**What the task asks**: Look for the word "blue" in the entries and copy every line where it shows up.

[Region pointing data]
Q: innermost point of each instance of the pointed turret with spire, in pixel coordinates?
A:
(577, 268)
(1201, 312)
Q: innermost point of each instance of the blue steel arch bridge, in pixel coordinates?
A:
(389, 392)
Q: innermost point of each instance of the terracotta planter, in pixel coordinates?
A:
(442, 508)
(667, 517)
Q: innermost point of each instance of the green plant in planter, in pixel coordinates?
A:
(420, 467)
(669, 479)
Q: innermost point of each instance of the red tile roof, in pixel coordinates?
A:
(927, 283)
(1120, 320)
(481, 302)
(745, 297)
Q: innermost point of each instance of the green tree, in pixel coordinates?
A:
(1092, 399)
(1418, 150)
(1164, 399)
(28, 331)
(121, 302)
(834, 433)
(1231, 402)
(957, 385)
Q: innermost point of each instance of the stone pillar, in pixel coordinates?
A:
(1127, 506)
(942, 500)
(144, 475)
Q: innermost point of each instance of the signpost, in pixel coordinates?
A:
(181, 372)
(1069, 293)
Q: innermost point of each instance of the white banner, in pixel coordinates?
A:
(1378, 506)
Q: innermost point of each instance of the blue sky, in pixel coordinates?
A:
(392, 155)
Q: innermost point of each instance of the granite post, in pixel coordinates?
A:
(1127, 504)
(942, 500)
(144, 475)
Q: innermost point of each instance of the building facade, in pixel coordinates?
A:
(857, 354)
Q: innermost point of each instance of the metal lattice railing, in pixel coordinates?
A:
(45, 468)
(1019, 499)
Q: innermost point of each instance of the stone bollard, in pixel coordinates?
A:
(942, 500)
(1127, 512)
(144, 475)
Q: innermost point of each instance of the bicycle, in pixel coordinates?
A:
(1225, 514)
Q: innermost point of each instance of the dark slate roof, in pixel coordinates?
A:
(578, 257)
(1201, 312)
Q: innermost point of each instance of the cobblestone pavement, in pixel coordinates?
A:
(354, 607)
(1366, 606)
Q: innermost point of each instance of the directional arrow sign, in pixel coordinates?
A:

**Exercise solution**:
Q: innermost point of each instance of the blue steel arch bridge, in pixel coordinates?
Q: innermost point of each instance of the blue sky, in pixel coordinates?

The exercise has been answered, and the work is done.